** Start Page extract **
This article appeared on classicalsource.com on 7 August 2008.


Like all Palestinian residents of the West Bank and Gaza Strip, young Palestinian musicians wrestle with the daily obstacles of military occupation: roadblocks which often prevent travel to lessons and concerts; a catastrophic economic situation that leaves little scope for spending on instruments and teaching; and the constant fear of violence which profoundly unsettles the routine of school life.

 

Despite these hurdles, music education has begun to flourish in the Palestinian Territories, with several organisations teaching Arab and Western classical instruments to growing numbers of students. But with access to the outside world severely limited, there are few chances for children to enjoy the kinds of inspiring international music courses which young musicians in other countries take for granted.

 

In an effort to highlight this problem and to take steps towards a solution, a British professional choir has this year launched a bursary scheme specially designed to enable talented young Palestinian musicians to visit the UK for a fortnight of intensive music-making.
** End Page extract **
** Start Extracted records **
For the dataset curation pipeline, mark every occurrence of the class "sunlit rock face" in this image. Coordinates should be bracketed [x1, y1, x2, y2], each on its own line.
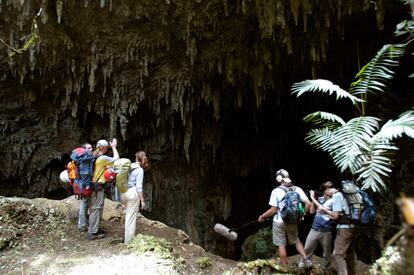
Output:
[0, 0, 408, 255]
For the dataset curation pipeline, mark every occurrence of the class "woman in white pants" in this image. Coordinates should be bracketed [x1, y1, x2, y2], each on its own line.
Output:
[121, 151, 149, 244]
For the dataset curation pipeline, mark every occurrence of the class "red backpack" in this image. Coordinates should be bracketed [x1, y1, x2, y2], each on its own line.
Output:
[67, 147, 95, 198]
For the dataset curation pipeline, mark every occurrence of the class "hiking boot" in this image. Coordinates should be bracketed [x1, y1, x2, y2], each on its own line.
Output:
[298, 258, 313, 269]
[298, 258, 306, 268]
[88, 233, 105, 241]
[305, 259, 313, 269]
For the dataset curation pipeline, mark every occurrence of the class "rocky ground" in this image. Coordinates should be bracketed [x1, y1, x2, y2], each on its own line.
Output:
[0, 197, 372, 274]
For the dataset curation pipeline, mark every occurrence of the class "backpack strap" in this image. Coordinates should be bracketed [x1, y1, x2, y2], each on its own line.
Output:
[276, 185, 296, 205]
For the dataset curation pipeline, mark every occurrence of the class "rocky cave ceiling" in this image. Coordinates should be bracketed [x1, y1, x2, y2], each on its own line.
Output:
[0, 0, 410, 256]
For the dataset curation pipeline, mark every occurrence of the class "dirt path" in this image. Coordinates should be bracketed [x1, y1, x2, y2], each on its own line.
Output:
[0, 196, 366, 275]
[0, 197, 237, 274]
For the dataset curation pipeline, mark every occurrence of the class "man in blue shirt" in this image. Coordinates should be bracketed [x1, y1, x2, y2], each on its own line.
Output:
[299, 181, 336, 268]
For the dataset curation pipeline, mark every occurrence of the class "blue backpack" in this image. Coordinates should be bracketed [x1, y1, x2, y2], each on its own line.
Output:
[278, 186, 305, 224]
[70, 147, 95, 198]
[341, 180, 377, 225]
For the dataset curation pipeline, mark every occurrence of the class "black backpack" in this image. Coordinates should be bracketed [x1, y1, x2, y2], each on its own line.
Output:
[70, 147, 95, 198]
[278, 186, 305, 224]
[341, 180, 377, 225]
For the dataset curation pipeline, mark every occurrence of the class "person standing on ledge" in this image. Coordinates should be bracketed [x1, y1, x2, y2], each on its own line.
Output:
[88, 138, 119, 240]
[121, 151, 149, 244]
[258, 169, 311, 265]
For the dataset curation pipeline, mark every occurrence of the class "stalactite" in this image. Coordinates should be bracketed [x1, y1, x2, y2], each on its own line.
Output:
[56, 0, 63, 24]
[183, 116, 193, 162]
[290, 0, 301, 26]
[375, 0, 385, 31]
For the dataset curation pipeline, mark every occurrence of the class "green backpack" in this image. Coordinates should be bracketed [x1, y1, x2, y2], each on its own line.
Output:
[112, 158, 131, 193]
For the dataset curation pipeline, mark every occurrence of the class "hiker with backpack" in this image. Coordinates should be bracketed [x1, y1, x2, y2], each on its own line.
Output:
[121, 151, 149, 244]
[78, 143, 93, 231]
[332, 180, 376, 275]
[258, 169, 310, 265]
[88, 138, 119, 240]
[299, 181, 336, 267]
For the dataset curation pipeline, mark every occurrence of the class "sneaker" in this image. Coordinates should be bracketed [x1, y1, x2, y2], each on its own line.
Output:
[88, 233, 105, 241]
[298, 258, 313, 269]
[298, 258, 306, 268]
[305, 259, 313, 269]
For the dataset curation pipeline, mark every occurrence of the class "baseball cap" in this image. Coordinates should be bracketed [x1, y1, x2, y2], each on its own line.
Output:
[276, 169, 292, 183]
[96, 139, 110, 147]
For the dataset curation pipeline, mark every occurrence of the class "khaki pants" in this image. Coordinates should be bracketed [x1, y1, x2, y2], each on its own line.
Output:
[305, 229, 332, 266]
[333, 228, 355, 275]
[88, 190, 105, 234]
[121, 189, 139, 244]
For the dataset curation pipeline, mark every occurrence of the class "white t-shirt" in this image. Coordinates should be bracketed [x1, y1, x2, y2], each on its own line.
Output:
[332, 192, 354, 228]
[269, 186, 309, 222]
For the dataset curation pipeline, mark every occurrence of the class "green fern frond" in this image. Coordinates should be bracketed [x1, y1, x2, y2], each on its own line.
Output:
[350, 44, 406, 95]
[374, 110, 414, 140]
[305, 127, 333, 152]
[303, 111, 345, 130]
[291, 79, 364, 105]
[329, 117, 379, 174]
[356, 136, 398, 192]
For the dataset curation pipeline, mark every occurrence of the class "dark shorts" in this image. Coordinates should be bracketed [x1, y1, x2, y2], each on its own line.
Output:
[272, 222, 298, 246]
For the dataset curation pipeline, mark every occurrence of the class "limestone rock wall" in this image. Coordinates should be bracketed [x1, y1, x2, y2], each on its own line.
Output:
[0, 0, 402, 256]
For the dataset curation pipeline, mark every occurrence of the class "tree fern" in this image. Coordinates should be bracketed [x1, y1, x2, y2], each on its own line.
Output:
[303, 111, 345, 130]
[291, 79, 364, 104]
[329, 117, 379, 174]
[350, 44, 406, 95]
[305, 127, 333, 152]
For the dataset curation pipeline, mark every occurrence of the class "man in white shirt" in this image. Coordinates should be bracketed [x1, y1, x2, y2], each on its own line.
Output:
** End Extracted records **
→ Tasks and exercises
a) List the daily obstacles of military occupation that the article on young Palestinian musicians says these musicians face.
b) Answer these questions from the article on young Palestinian musicians:
(i) On which website and on what date did the article appear?
(ii) What two kinds of instruments are organisations in the Palestinian Territories teaching?
(iii) How long is the visit to the UK that the bursary scheme makes possible?
c) Carry on the article about young Palestinian musicians from its last sentence.

→ Expected responses
a)
- Roadblocks, which often prevent travel to lessons and concerts
- A catastrophic economic situation that leaves little scope for spending on instruments and teaching
- The constant fear of violence, which profoundly unsettles the routine of school life

b)
(i) It appeared on classicalsource.com on 7 August 2008.
(ii) Arab and Western classical instruments.
(iii) A fortnight.

c)
Working with the support of the British Council in East Jerusalem, the Choir of London has awarded bursaries to four instrumentalists between the ages of 12 and 16: two cellists; a violinist and a viola player. The group includes male and female students from Ramallah, Bethlehem, and al-Amari refugee camp, of both Muslim and Christian backgrounds.

 

The students arrived in the UK on August 2nd, and they’re following a tailor-made musical programme featuring a residential instrumental course, individual teaching at the Royal Academy of Music in London, and opportunities to experience top-quality professional music in London (including a behind-the-scenes day at the Royal Albert Hall with Daniel Barenboim's West-Eastern Divan Orchestra and a session with Sir John Eliot Gardiner and his Orchestre Révolutionnaire et Romantique).

 

With the help of a specialist education team, they will also have a chance to explore musical composition, working over several days to create their own brand-new work. The students will perform this piece at the end of their stay as part of a recital at the Wigmore Hall on Friday, August 15th.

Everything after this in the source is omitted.